_What needs to be done_
Copy the items below word for word, from the line containing "the blue jersey" through the line containing "Target: white towel at waist", both lines included.

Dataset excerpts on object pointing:
******
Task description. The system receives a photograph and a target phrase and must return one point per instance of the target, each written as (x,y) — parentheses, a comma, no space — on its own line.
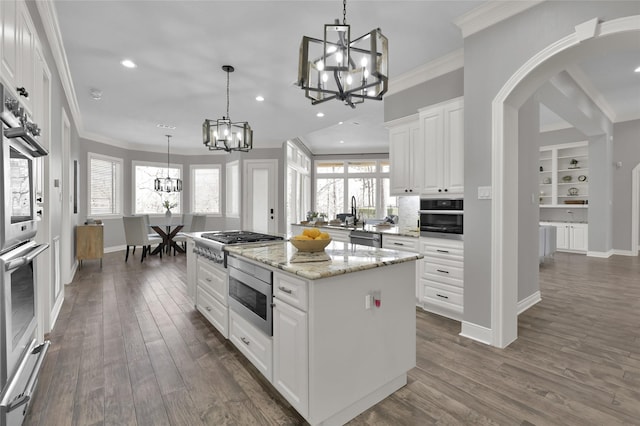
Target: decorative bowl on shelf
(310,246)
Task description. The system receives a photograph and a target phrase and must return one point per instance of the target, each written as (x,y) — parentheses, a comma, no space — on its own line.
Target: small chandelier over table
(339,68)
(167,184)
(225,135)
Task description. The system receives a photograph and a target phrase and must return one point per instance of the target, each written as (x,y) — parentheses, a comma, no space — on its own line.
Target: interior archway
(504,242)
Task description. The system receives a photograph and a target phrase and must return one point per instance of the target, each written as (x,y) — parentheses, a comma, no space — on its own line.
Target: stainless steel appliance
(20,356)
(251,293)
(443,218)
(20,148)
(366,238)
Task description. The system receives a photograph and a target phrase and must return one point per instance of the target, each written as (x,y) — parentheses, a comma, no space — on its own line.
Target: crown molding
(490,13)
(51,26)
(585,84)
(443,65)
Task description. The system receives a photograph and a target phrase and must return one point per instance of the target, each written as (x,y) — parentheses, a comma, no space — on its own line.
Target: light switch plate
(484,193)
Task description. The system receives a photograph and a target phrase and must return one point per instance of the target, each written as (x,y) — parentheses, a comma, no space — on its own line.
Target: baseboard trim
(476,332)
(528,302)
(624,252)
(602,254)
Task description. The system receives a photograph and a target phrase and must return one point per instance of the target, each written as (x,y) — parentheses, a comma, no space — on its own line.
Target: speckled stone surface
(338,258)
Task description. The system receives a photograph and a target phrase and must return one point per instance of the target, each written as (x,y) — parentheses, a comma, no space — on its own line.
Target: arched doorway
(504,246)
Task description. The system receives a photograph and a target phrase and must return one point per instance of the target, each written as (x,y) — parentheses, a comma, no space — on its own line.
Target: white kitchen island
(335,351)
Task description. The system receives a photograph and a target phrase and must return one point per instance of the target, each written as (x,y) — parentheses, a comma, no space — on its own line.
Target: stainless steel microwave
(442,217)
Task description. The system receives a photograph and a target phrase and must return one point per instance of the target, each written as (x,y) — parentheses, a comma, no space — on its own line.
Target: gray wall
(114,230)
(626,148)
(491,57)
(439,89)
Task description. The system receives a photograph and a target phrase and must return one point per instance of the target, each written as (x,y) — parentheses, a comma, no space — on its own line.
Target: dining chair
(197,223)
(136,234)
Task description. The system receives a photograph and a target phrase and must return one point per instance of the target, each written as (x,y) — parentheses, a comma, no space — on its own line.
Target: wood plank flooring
******
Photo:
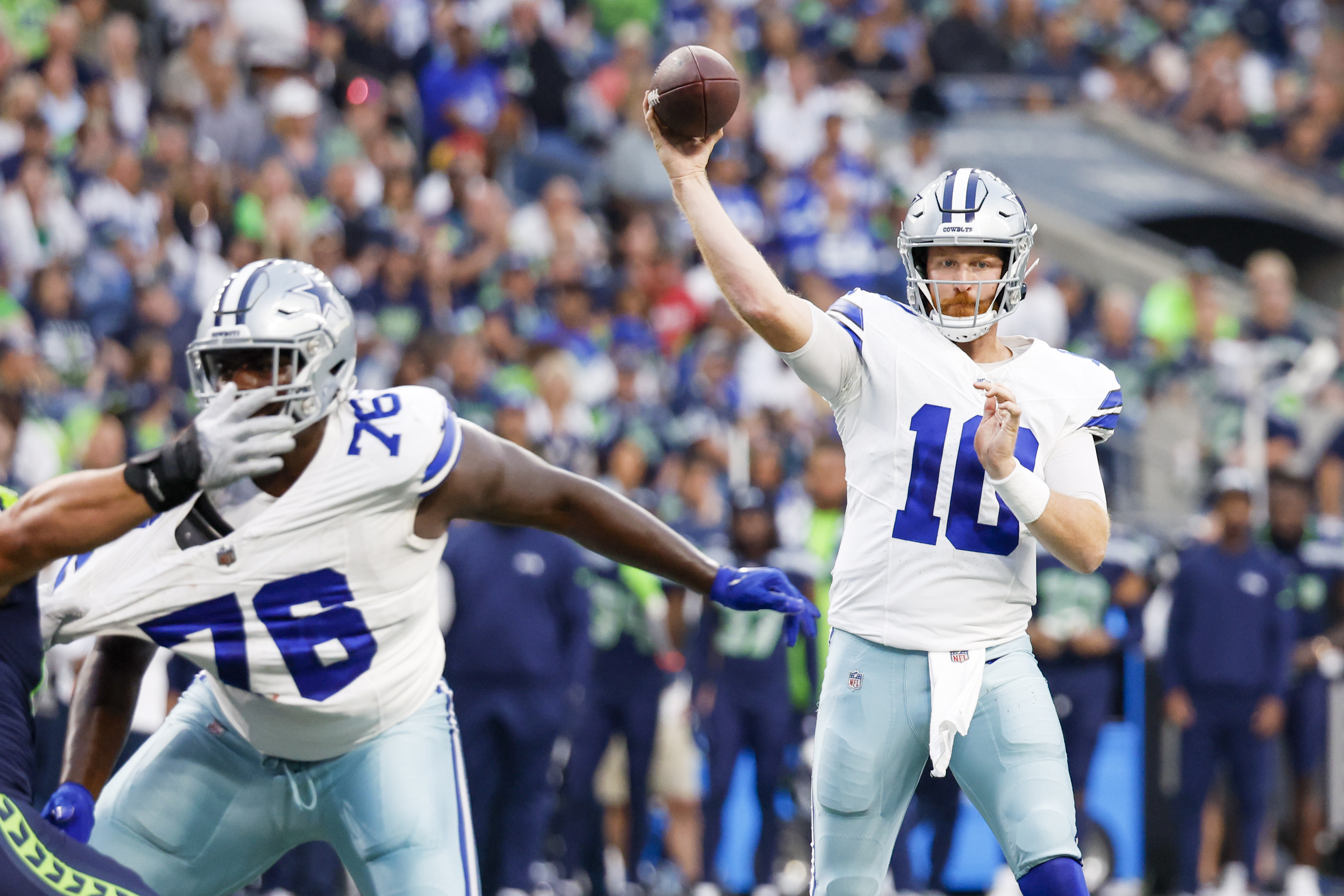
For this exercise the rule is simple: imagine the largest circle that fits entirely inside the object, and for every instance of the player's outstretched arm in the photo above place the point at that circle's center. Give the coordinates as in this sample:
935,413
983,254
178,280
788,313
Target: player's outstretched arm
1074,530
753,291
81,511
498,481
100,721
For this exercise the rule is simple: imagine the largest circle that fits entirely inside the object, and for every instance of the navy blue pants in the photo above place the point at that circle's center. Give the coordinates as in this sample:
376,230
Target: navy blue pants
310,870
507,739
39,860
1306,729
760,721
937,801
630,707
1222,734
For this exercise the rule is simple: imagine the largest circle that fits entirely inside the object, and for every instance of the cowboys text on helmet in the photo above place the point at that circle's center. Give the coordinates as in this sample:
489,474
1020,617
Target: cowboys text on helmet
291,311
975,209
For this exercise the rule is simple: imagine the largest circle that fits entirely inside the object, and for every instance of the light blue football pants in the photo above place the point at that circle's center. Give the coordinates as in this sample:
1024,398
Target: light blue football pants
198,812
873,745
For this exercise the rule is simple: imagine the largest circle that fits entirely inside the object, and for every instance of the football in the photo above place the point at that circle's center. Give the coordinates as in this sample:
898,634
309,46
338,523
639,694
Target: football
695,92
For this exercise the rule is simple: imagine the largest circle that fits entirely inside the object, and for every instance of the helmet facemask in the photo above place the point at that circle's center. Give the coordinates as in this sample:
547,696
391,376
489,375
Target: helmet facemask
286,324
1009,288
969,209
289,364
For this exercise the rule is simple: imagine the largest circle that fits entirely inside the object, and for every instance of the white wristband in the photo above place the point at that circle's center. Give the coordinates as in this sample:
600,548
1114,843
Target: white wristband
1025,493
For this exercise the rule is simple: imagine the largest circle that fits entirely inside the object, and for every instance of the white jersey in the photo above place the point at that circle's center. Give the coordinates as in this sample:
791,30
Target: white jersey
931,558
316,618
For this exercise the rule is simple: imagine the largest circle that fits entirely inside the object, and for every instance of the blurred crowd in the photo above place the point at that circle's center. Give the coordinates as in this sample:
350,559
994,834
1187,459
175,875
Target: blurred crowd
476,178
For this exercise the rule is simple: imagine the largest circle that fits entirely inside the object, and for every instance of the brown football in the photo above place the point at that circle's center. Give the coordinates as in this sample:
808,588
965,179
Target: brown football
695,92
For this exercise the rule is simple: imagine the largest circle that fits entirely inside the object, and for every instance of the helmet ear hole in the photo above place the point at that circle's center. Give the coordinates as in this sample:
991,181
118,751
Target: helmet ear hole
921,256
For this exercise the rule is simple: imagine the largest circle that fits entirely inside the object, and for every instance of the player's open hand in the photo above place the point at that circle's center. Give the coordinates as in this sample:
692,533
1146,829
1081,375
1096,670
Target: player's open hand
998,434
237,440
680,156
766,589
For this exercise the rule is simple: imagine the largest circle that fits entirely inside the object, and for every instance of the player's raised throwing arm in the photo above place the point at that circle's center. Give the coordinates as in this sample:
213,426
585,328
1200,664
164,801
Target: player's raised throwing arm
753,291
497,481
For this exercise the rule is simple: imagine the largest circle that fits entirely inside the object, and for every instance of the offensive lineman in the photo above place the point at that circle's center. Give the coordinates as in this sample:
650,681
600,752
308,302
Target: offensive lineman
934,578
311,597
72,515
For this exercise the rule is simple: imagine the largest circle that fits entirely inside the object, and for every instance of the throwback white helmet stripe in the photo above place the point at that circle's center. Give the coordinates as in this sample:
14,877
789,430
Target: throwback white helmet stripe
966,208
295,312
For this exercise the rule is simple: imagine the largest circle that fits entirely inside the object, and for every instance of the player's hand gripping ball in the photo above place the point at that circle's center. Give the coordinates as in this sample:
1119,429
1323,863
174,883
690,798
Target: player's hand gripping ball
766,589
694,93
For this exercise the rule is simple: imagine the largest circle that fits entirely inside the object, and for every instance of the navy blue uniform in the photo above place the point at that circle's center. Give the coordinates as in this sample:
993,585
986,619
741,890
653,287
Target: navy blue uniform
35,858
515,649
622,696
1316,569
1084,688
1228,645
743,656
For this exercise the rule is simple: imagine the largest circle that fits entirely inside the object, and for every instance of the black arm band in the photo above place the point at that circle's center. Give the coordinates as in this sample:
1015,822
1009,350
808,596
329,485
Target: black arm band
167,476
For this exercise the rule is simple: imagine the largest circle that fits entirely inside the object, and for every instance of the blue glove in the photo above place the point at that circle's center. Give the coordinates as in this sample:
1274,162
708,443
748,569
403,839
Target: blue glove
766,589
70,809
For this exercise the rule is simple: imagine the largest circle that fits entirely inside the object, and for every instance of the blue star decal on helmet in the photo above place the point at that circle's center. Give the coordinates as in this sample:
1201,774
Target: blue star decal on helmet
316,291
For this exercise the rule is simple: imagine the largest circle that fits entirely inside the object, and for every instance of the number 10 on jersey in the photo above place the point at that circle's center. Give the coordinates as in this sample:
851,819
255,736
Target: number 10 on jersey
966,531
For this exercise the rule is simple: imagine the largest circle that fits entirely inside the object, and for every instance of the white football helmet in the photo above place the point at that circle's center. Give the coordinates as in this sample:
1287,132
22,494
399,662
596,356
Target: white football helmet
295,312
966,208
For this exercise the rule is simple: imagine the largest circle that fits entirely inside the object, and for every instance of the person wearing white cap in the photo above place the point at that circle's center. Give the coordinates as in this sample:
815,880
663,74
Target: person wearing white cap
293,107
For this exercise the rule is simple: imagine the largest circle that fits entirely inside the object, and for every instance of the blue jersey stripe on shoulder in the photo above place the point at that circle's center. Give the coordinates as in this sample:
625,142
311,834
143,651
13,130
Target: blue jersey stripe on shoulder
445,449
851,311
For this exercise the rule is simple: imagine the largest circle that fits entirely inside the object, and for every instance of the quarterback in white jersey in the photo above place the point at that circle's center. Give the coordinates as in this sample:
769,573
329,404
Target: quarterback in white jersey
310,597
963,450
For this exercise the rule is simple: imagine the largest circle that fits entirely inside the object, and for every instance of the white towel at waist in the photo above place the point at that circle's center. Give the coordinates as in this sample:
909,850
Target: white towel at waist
******
_Correct response_
For this exercise the rule is simple: imagine the largest circle that fits entirely inside the object, and for every instance of the blue jersey stripe on shoulder in the photo above place the point at that circle's center. Give the coordinates as in this sample:
625,142
311,834
143,651
13,130
Target: blue jersey stripe on shoulder
445,449
851,311
For this exercise the rule is simple: imagine the largest circle that fits entirely inside the object, and for every instance of the quarterback in white jersey in the photo above place the point at that circle's center. Give the coordinates as in this sample:
769,573
329,404
Target: quarterback in white jersey
310,597
963,450
For this exercise the rule is simple: imagine the largest circle that fits entirely inside the object, and for every instance of the white towel at waist in the photo above place the point at that circle's center. Give the coordinates as in this sample:
909,850
Target: white towel at waist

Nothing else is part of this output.